Text section =>

--------------------------------------------------

In twelve-tone equal temperament tuning, the standard tuning system of Western music, an octave is divided into 12 equal semitones. Written notes that produce the same pitch, such as C♯ and D♭, are called enharmonic. In other tuning systems, such pairs of written notes do not produce an identical pitch, but can still be called "enharmonic" using the older sense of the word.

===Pythagorean===

In Pythagorean tuning, all pitches are generated from a series of justly tuned perfect fifths, each with a frequency ratio of 3 to 2. If the first note in the series is an A♭, the thirteenth note in the series, G♯ is higher than the seventh octave (1 octave = frequency ratio of 2 to 1 = 2 ; 7 octaves is 2^{7} to 1 = 128 ) of the A♭ by a small interval called a Pythagorean comma. This interval is expressed mathematically as:

$$\frac{\ \hbox{twelve fifths}\ }{\ \hbox{seven octaves}\ }
~=~ \frac{ 1 }{\ 2^7}\left(\frac{ 3 }{\ 2\ }\right)^{12}
~=~ \frac{\ 3^{12} }{\ 2^{19} }
~=~ \frac{\ 531\ 441\ }{\ 524\ 288\ }
~=~ 1.013\ 643\ 264\ \ldots
~\approx~ 23.460\ 010 \hbox{ cents}
~.$$

===Meantone===

In quarter-comma meantone, there will be a discrepancy between, for example, G♯ and A♭. If middle C's frequency is f, the next highest C has a frequency of 2 f . The quarter-comma meantone has perfectly tuned ("just") major thirds, which means major thirds with a frequency ratio of exactly 5/4 . To form a just major third with the C above it, A♭ and the C above it must be in the ratio 5 to 4, so A♭ needs to have the frequency

$\frac{\ 4\ }{ 5 }\ (2 f) = \frac{\ 8\ }{ 5 }\ f = 1.6\ f ~~.$

To form a just major third above E, however, G♯ needs to form the ratio 5 to 4 with E, which, in turn, needs to form the ratio 5 to 4 with C, making the frequency of G♯
$\left( \frac{\ 5\ }{ 4 } \right)^2\ f ~=~ \frac{\ 25\ }{ 16 }\ f ~=~ 1.5625\ f ~.$

This leads to G♯ and A♭ being different pitches; G♯ is, in fact 41 cents (41% of a semitone) lower in pitch. The difference is the interval called the enharmonic diesis, or a frequency ratio of 128/125. On a piano tuned in equal temperament, both G♯ and A♭ are played by striking the same key, so both have a frequency
$\ 2^{\left(\ 8\ /\ 12\ \right)}\ f ~=~ 2^{\left(\ 2\ /\ 3\ \right)}\ f ~\approx~ 1.5874\ f ~.$
Such small differences in pitch can skip notice when presented as melodic intervals; however, when they are sounded as chords, especially as long-duration chords, the difference between meantone intonation and equal-tempered intonation can be quite noticeable.

--------------------------------------------------

The data =>
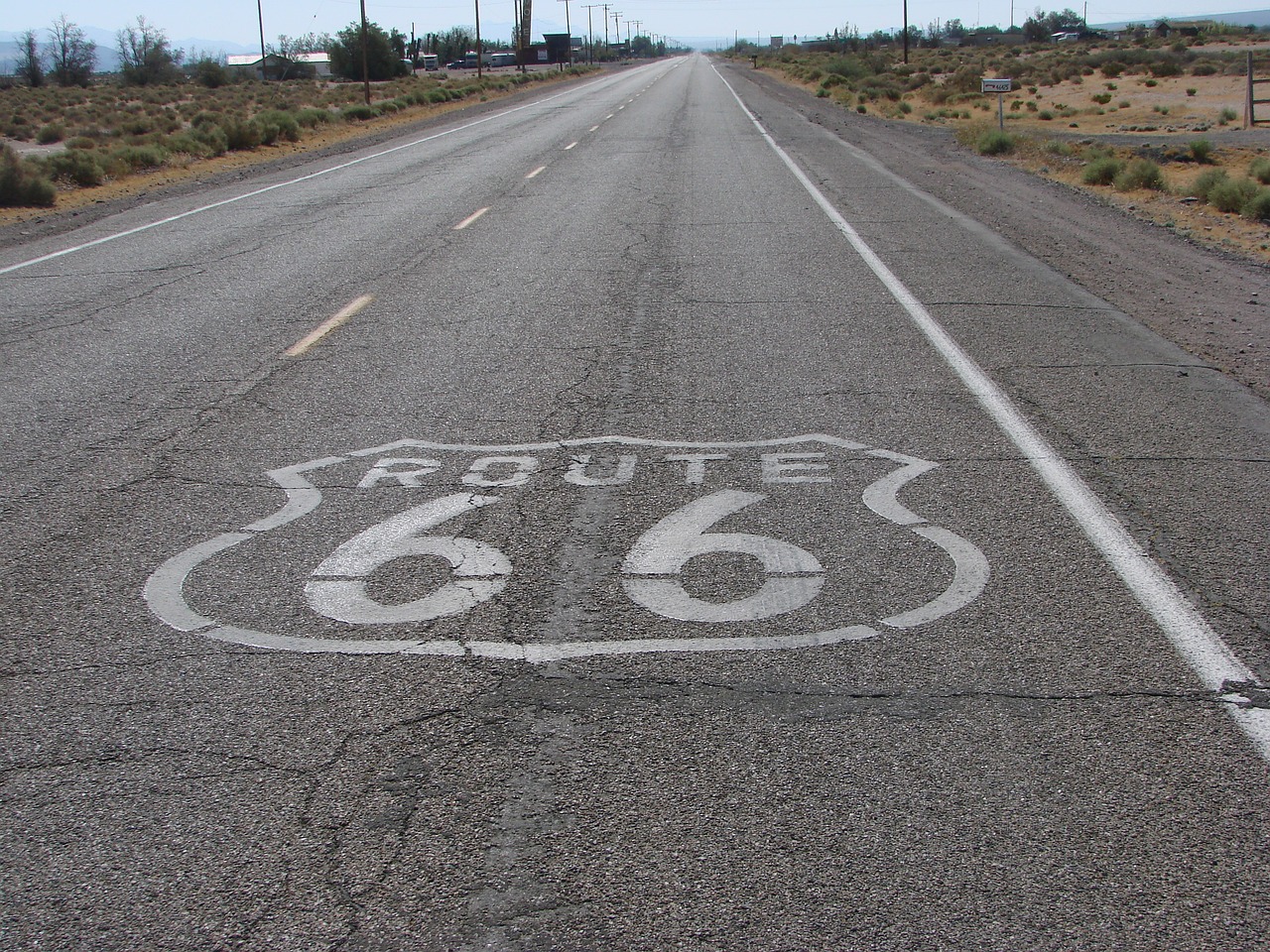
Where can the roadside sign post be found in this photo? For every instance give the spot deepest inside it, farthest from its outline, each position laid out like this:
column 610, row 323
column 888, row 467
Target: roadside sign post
column 1000, row 86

--------------------------------------------------

Activity => Transcribe from the passage on enharmonic notes the part that opens with the words containing "In twelve-tone equal" and closes with "of the word.". Work only from the passage on enharmonic notes and ignore the material.

Problem solution =>
In twelve-tone equal temperament tuning, the standard tuning system of Western music, an octave is divided into 12 equal semitones. Written notes that produce the same pitch, such as C♯ and D♭, are called enharmonic. In other tuning systems, such pairs of written notes do not produce an identical pitch, but can still be called "enharmonic" using the older sense of the word.